* [Brief] What lines of the data below hold "instance"? Show them.

* [Data provided]
◆ ◆ ◆
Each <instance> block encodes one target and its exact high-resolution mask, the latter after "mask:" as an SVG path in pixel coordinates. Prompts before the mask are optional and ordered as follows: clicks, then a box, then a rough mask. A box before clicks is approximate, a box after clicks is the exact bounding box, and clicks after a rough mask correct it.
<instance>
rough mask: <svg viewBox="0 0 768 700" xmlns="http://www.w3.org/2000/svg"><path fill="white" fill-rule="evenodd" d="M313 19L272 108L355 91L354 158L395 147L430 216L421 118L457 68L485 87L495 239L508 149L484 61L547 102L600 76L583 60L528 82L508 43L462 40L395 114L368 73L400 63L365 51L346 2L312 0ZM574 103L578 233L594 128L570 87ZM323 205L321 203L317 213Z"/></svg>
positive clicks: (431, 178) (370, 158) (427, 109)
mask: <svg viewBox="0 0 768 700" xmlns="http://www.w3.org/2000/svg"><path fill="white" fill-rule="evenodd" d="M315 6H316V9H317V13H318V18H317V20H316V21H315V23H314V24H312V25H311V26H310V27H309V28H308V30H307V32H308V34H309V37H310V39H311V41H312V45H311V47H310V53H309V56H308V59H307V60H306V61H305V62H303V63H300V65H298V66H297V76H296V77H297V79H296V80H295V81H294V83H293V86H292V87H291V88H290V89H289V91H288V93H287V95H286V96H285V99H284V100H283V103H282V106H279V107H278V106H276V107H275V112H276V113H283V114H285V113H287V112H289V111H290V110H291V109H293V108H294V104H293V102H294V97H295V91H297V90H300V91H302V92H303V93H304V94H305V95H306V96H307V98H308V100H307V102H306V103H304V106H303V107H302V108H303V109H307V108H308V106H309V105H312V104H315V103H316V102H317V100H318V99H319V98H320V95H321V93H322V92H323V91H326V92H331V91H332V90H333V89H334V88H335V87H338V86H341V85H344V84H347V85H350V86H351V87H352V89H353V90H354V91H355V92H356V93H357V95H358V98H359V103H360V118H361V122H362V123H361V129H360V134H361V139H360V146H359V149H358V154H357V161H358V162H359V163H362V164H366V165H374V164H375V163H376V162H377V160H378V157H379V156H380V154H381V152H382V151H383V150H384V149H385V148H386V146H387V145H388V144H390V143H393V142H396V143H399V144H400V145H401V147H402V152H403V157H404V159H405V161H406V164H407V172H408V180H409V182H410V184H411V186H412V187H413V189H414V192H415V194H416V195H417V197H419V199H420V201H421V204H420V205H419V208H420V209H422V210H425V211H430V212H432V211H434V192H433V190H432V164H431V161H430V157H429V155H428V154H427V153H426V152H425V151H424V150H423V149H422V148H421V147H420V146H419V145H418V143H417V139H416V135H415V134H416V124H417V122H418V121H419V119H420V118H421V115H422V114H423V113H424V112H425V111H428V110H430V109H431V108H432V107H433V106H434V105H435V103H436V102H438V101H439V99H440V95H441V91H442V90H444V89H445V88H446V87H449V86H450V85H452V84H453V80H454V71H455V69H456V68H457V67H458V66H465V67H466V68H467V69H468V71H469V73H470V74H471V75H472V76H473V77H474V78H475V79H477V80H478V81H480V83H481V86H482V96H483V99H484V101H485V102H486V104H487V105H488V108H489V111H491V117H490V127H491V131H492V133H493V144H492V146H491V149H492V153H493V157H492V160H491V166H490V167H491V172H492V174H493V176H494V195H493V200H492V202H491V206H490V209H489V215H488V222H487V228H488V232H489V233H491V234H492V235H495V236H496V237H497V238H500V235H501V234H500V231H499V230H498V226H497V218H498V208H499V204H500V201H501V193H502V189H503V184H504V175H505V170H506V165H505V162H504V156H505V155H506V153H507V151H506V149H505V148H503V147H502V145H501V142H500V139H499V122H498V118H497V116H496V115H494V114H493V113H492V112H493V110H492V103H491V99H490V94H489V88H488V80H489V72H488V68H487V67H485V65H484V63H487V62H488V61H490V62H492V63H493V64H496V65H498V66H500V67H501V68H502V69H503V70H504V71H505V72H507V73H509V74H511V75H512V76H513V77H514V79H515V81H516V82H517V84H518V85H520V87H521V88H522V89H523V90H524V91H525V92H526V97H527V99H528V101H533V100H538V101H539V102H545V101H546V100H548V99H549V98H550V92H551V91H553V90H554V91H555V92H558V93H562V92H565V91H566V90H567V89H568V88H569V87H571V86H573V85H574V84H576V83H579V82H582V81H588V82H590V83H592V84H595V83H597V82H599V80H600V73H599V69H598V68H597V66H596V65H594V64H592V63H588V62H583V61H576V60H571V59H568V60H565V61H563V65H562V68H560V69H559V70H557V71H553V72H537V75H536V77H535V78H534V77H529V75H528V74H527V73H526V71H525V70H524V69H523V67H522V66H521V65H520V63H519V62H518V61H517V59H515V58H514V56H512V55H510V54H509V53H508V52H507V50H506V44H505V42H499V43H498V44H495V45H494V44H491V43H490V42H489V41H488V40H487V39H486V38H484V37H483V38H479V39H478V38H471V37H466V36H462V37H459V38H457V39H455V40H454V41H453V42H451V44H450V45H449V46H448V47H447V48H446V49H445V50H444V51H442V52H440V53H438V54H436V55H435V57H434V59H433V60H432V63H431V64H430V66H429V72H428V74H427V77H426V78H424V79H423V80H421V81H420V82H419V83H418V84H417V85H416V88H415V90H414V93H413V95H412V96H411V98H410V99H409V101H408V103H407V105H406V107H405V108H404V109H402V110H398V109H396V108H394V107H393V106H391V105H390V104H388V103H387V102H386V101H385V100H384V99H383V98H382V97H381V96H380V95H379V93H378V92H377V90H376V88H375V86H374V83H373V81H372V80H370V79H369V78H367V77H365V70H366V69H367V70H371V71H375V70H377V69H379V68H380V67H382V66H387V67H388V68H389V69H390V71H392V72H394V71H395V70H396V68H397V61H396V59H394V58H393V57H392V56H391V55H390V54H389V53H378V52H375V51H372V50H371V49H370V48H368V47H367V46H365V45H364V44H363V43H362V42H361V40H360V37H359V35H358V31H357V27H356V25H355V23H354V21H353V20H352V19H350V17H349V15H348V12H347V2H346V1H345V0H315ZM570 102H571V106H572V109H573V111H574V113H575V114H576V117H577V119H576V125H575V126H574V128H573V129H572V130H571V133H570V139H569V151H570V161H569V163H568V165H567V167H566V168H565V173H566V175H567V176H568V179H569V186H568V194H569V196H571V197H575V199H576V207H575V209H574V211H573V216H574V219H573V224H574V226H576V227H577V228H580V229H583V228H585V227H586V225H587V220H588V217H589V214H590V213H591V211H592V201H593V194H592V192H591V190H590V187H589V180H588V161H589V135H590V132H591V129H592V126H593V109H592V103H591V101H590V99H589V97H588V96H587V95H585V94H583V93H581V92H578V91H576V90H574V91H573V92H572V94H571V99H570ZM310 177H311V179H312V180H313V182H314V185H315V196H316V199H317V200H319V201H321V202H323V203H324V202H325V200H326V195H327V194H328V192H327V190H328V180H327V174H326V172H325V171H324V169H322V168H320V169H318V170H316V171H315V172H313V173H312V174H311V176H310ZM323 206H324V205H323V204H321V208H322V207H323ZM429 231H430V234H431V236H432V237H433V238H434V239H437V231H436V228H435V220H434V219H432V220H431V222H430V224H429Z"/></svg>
◆ ◆ ◆
* [Answer to this problem]
Each <instance> block encodes one target and its exact high-resolution mask, the latter after "mask:" as an SVG path in pixel coordinates. Prompts before the mask are optional and ordered as follows: clicks, then a box, then a rough mask. A box before clicks is approximate, a box after clicks is the exact bounding box, and clicks after a rough mask correct it.
<instance>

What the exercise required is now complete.